**Поставленные задачи:**
(a) Где, согласно тексту о полевых воробьях, пара, жившая в городе и летом, выводила птенцов?
(b) Перечислите все строки записей, в которых встречается слово «blue», с учетом регистра букв.

**Показанный текст:**
-=-=-
Эта пара не была случайно залетевшей в город, в общество своих сородичей, домовых воробьев, чтобы сытно и беззаботно перезимовать рядом с ними. Они жили здесь и летом, и птенцов выводили дважды в дупле старого каштана. Но все же чаще полевых воробьев можно встретить на городских окраинах, на еще незастроенных пустырях, где растут дикие травы, потому что кормятся они в основном не пшеницей и просом, а семенами трав.

Прекрасная наступает для полевых воробьев жизнь, когда созревает спорыш – птичья гречишка, которой хватает на всех, сколько бы их ни было, до самых снегопадов, а потом еще и ранней весной. На незаезженной сельской улице или на большом машинном дворе, где стелются зеленые ковры спорыша, день за днем пируют ватаги полевых воробьев. Иногда собираются вместе в такую стаю, что кажется, будто по большому зеленому ковру медленно ползет пестровато-коричневый ковер поменьше. Время от времени коричневый взлетает плотной птичьей стаей, которая проворно рассыпается по комбайнам, сеялкам, граблям. Тут, если и ястреб-воробьятник налетит, есть, где спрятаться. Весной на остатках спорыша семян уже нет, и даже птичьим клювом не выбрать их из раскисшей земли. Но зато прорастают они раньше семян всех других трав, едва снег сойдет с дорожных обочин. Тогда же можно оценить прошлогодний его урожай: столько паслось на нем птиц, а всходы появились всюду густой щеткой ростков. И пока не стали они травой, щиплют их и воробьи, и овсянки, и жаворонки.

Разный бурьян, сорняки и несорняки, дают пищу множеству полевых воробьев. Благодаря зерноядности они независимы даже в самые многоснежные зимы, хотя не упускают возможности поживиться и около человека, находя пропитание у коровников, птичников, на сеновозных дорогах. Самые смелые иногда присаживаются на синичьи кормушки, но не увлекаются даровым угощением, видимо, из-за присущей им в зимнее время тяги быть вместе со всеми, в стае. Домовых воробьев вместе собирает корм, полевые собираются вместе, чтобы искать корм.

Не каждая пара поселяется на хорошем, кормном месте, откуда не надо никуда улетать. Большинству приходится каждое утро, собравшись стайкой, кочевать по дорогам, косогорам, степным выдувам, откуда ветром сметает снег. Вечером стайка рассыпается, и все возвращаются обратно, домой, где у них теплые зимовочные гнезда. Я часто наблюдал, как на лесном кордоне в самом центре Воронежского заповедника все жившие там полевые воробьи на рассвете каждого дня собирались около крыльца. Темнота только-только отодвигалась с поляны под деревья, а они уже стрекотали на кустике ирги, всегда одном и том же. Собирались не для того, чтобы поджиться утренним кормом у индюков и кур, а как бы на стартовую площадку, с которой всегда улетали в одном направлении, к ближней опушке, где чуть в стороне от леса раскинулось большое село. На тот же куст возвращались вечером, и когда начинали сгущаться сумерки, прятались по ближним дуплам и скворечникам, не выдавая никому своих убежищ. Улетали в любую погоду, а вот где бывали, можно лишь гадать. Но никогда никто не оставался на ночь там, где бывали днем; спать – только домой. Поэтому некоторые пары всю зиму остаются неизвестными жителями леса: улетают и прилетают к дуплам затемно, а весь день – в чистом поле.
-=-=-
**Предоставленные данные:**

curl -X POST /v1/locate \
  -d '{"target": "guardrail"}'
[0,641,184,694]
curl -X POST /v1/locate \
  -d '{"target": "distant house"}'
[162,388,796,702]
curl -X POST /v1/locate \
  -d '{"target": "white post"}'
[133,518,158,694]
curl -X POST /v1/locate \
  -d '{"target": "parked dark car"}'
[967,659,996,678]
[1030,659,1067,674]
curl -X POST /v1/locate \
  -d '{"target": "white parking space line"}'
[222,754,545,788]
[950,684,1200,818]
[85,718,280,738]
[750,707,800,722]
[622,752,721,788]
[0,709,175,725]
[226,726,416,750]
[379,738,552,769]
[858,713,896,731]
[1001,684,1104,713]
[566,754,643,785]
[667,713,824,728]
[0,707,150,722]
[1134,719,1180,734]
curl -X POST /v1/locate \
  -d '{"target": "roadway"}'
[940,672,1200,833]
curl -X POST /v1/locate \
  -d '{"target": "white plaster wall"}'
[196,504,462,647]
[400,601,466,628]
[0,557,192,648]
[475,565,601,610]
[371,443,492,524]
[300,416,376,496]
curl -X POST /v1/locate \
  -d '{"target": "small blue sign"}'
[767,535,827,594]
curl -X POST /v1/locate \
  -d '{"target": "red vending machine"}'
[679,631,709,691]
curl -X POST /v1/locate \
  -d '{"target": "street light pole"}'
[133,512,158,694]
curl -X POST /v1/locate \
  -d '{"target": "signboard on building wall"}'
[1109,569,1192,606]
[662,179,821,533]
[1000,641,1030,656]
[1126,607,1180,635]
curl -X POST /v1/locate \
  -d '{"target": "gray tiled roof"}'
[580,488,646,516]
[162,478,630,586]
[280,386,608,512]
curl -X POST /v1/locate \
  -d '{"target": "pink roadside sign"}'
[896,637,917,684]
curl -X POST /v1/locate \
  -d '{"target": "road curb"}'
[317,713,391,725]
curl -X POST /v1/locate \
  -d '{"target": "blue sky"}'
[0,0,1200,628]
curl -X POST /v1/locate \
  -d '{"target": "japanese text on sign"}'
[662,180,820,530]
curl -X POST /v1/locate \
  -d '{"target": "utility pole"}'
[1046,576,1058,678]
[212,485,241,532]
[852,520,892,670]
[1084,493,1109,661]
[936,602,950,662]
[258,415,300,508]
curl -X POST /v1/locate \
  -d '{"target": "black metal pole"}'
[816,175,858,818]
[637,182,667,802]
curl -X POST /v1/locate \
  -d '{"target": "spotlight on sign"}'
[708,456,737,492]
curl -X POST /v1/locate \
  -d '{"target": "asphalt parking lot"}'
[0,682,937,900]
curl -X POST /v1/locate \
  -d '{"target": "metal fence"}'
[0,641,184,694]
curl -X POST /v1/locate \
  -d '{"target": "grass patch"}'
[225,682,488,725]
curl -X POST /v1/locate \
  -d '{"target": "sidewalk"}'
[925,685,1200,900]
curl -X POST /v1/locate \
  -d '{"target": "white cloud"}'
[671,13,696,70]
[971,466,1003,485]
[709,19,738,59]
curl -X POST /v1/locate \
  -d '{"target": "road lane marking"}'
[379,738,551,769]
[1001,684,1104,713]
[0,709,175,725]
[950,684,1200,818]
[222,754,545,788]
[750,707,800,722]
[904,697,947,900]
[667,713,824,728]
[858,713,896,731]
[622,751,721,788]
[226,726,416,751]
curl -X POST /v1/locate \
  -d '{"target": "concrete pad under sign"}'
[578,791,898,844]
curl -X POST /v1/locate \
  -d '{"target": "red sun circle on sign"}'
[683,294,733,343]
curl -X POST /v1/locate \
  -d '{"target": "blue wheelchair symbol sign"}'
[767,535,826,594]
-=-=-
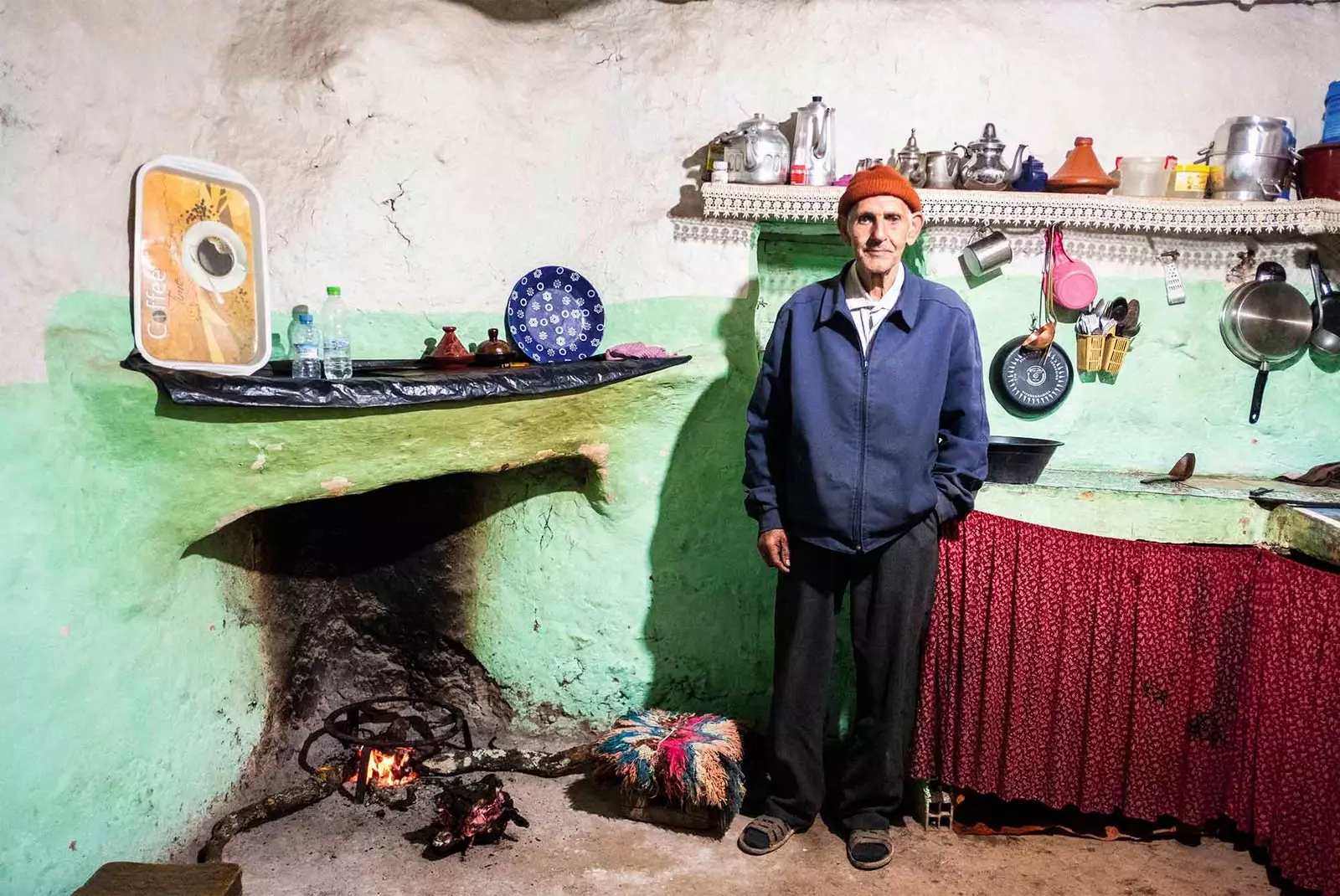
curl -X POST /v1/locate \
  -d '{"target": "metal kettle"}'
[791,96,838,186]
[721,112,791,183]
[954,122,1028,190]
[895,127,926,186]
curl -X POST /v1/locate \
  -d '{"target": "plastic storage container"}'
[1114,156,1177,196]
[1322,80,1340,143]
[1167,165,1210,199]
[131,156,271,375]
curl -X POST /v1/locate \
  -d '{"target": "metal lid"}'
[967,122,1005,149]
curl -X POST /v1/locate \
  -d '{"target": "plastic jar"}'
-=-=-
**Итоговые ответы:**
(a) В дупле старого каштана.

(b)
  -d '{"target": "small blue sign"}'
  -d '{"target": "blue sky"}'
  -d '{"target": "blue wheelchair symbol sign"}'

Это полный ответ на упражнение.